--- Document passage ---
Replication of novel microRNAs

Our putative novel miRNAs were replicated using two publicly available small RNA sequencing data sets, obtained from the Gene Expression Omnibus. Santa-Maria et al. (GSE63501) contains 16 human post-mortem Brodmann Area 9 small RNA sequencing samples from individuals with Alzheimer’s disease, tangle-predominant dementia and normal neuropathology. Hebert et al. (GSE46131) contains 20 human post-mortem superior and mid-temporal neocortex grey matter small RNA sequencing samples from individuals with Alzheimer’s disease, dementia with Lewy bodies, hippocampal sclerosis of aging, frontotemporal lobar dementia (FTLD) and normal neuropathology. All 36 samples from these studies were concatenated for our replication analysis. miRNA results from the original and replication analyses were compared by genomic location using the bedtools v2.22.1 intersect function.

Experimental validation of novel microRNAs

Seven putative novel miRNAs were selected for orthogonal validation using the Exiqon miRCURY LNA Universal RT microRNA PCR system. RNA for these analyses was purified and extracted, as described above, from a set of twelve independent brains. The putative novel miRNAs selected for qRT-PCR analysis represent a wide range of mean expression values (5-5708 mean reads). We prioritized novel miRNAs with significant differential expression. Exiqon custom microRNA LNA PCR primers were designed using the miRNA primer design algorithm available online at Total RNA was DNased using the TURBO DNA-free Kit following the manufacturer’s instructions (Ambion/Thermo Fisher Scientific). cDNA was generated from 100 ng of RNA using the Universal cDNA synthesis kit II and RNA Spike-in kit following the manufacturer’s instructions (Exiqon). For each sample, a cDNA reaction was performed omitting reverse transcriptase (-RT reaction). qPCR was performed using the ExiLENT SYBR Green Master mix kit following the manufacturer’s instructions (Exiqon) and using either a 1:80 or 1:20 dilution of the cDNA reaction as template. Two + RT reactions and one -RT reaction were performed for each sample and primer set. qPCR was done on a StepOnePlus Real-Time PCR System (ABI/Thermo Fisher Scientific) using the cycling and analysis parameters recommended by Exiqon (Instruction manual v6.1).


miRDeep* analysis of sequence alignment data from 93 pooled prefrontal cortex samples revealed 8891 miRNAs. Out of these, 3641 remained after filtering for known miRNAs from miRBase v20, other small RNAs and exons. The remaining miRNA results were filtered by the miRDeep* score, a measure of the likelihood that the miRDeep* result is a true miRNA, where higher scores indicate higher confidence of a miRNA result. In our miRDeep* results, score ranged from -9.98 to as high as 11 million, with a median of -0.85.
--- Data extract ---
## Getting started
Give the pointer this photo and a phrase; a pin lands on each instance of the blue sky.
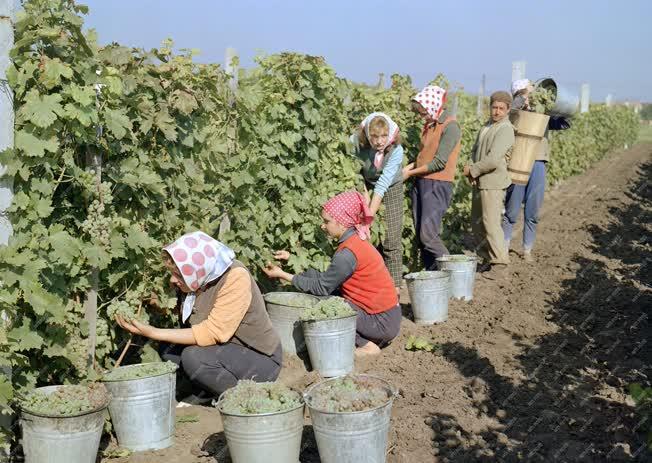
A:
---
What is being asked
In the microRNA methods passage, render this sentence in Spanish: "For each sample, a cDNA reaction was performed omitting reverse transcriptase (-RT reaction)."

Response area
Para cada muestra, se realizó una reacción de ADNc omitiendo la transcriptasa inversa (reacción -RT).